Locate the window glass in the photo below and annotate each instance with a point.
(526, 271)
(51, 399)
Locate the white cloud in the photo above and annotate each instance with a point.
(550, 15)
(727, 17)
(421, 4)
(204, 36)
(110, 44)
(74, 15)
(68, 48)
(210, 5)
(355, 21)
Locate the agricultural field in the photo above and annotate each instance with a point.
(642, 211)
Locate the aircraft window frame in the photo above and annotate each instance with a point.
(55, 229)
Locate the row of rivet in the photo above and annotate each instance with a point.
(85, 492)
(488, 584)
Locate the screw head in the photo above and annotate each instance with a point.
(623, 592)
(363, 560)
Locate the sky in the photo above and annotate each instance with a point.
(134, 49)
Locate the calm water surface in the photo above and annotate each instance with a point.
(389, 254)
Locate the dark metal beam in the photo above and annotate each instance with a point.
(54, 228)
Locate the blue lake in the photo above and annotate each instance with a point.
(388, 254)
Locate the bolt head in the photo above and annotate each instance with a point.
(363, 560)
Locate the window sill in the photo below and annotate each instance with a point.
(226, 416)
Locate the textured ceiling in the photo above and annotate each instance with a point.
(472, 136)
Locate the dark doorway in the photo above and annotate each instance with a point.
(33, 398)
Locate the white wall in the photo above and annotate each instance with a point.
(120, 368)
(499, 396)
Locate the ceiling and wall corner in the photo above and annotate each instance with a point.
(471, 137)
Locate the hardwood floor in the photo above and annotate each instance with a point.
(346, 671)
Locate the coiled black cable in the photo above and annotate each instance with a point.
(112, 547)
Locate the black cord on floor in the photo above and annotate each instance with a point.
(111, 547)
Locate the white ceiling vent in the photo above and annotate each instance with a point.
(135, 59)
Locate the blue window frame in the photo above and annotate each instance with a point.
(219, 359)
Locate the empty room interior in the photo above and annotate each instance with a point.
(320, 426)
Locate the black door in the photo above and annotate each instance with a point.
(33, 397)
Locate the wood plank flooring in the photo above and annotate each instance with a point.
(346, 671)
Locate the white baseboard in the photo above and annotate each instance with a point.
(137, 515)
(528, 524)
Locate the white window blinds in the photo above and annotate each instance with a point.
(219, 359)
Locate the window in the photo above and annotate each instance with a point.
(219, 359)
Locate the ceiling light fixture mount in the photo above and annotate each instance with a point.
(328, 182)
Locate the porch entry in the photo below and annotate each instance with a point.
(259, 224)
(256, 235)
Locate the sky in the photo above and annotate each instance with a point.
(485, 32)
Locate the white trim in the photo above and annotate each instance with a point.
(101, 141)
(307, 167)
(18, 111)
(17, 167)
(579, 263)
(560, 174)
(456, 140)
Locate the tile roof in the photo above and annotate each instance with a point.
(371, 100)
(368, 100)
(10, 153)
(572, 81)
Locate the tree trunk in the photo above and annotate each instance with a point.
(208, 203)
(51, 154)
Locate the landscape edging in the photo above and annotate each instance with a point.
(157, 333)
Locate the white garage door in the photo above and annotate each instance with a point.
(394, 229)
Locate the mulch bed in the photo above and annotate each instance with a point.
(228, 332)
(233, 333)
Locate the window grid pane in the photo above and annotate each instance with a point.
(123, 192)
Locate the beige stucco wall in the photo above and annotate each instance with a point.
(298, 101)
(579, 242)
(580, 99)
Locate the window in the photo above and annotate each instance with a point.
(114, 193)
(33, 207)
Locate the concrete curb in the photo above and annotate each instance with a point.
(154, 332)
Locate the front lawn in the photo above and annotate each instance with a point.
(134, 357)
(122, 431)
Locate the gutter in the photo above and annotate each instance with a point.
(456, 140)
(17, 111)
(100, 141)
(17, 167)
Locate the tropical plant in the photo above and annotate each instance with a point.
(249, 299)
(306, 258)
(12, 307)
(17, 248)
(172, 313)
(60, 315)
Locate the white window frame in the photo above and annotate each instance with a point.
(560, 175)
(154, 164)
________________
## [The exercise]
Copy every one of the records above verbatim, line for line, without altering a single character.

## [Finished answer]
Locate the window glass in the photo below and annotate each instance with a point.
(526, 271)
(51, 399)
Locate the white cloud in the photo above and annotate each instance with a point.
(550, 15)
(727, 17)
(421, 4)
(204, 36)
(110, 44)
(74, 15)
(68, 48)
(210, 5)
(355, 21)
Locate the agricultural field in the photo above and annotate each instance with a point.
(642, 211)
Locate the aircraft window frame in the photo above and annotate each instance with a point.
(55, 229)
Locate the row of rivet in the photo above and annotate each instance with a point.
(85, 492)
(488, 584)
Locate the screw head in the photo above and annotate each instance with a point.
(623, 592)
(363, 560)
Locate the sky in the photo above and annotate each instance with a point.
(134, 49)
Locate the calm water surface in the photo above and annotate each instance with a point.
(389, 254)
Locate the dark metal beam in the photo above and annotate each instance with a point.
(54, 228)
Locate the blue lake in the photo above and annotate each instance with a point.
(388, 254)
Locate the bolt head in the photo above and annotate each instance with a point.
(363, 560)
Locate the window sill in the photo below and annotate each instance with a point.
(226, 416)
Locate the textured ceiling in the photo above and annotate each instance with a point.
(472, 136)
Locate the dark doorway in the photo above and annotate each instance with a point.
(33, 398)
Locate the white wall in the photo above and annotate each instance with a point.
(120, 368)
(499, 396)
Locate the ceiling and wall corner in the photo above and annotate each instance with a point.
(471, 137)
Locate the hardwood floor in the photo above and annotate each instance with a point.
(346, 671)
Locate the coiled black cable in the photo above and annotate each instance with a point.
(112, 547)
Locate the black cord on floor in the photo above and annotate each instance with a point.
(111, 547)
Locate the white ceiling vent in the photo above and annotate each instance with a point.
(135, 59)
Locate the blue window frame in the photo above and annotate each instance with a point.
(219, 359)
Locate the empty room interior in the photo above and annotate each instance with a point.
(320, 426)
Locate the black door in the photo above and annotate each instance with a point.
(33, 397)
Locate the wood plank flooring in the photo above and annotate each instance with a point.
(346, 671)
Locate the white baseboard in the photo above and annotate each instance with a point.
(137, 515)
(528, 524)
Locate the white window blinds in the photo above and annotate each instance with a point.
(219, 359)
Locate the window in the photo above and annotate each instance with a point.
(219, 359)
Locate the ceiling light fixture mount in the photo above and annotate each instance with a point.
(328, 182)
Locate the porch entry in the photo below and annotate each instance with a point.
(259, 224)
(256, 235)
Locate the sky in the photo above and annotate each instance with a point.
(485, 32)
Locate the white trim in the photo above and annotate each instance with a point.
(101, 141)
(307, 167)
(18, 111)
(17, 167)
(579, 263)
(560, 174)
(456, 140)
Locate the tile roof in the photo above and annotate each instance with a point.
(371, 100)
(368, 100)
(10, 153)
(572, 81)
Locate the tree trunk in the photo above and annotate each instance with a point.
(208, 203)
(51, 154)
Locate the landscape edging in the photo above and annotate each instance with a point.
(157, 333)
Locate the white garage door in the photo above and annotate each instance with a point.
(394, 229)
Locate the mulch bed in the photo above and annotate each instance with a point.
(228, 332)
(233, 333)
Locate the window grid pane in the photo above and annotate each instance with a point.
(123, 192)
Locate the beige stucco wall in the photo above and annotate each instance with a point.
(298, 101)
(579, 242)
(580, 99)
Locate the window in the photo above and annotate each instance with a point.
(114, 193)
(33, 207)
Locate the concrete curb in the photo above and annotate each instance with a point.
(154, 332)
Locate the front lawn in the photo above and annotate each instance with a point.
(134, 357)
(122, 431)
Locate the gutter in the photo above and annotate each instance with a point.
(456, 140)
(17, 111)
(100, 141)
(17, 167)
Locate the tropical plant in the photo above and annotate each instance with a point.
(249, 299)
(306, 258)
(12, 307)
(17, 248)
(172, 313)
(60, 315)
Locate the white window frame in the photo above and annotate each instance with a point.
(560, 175)
(154, 164)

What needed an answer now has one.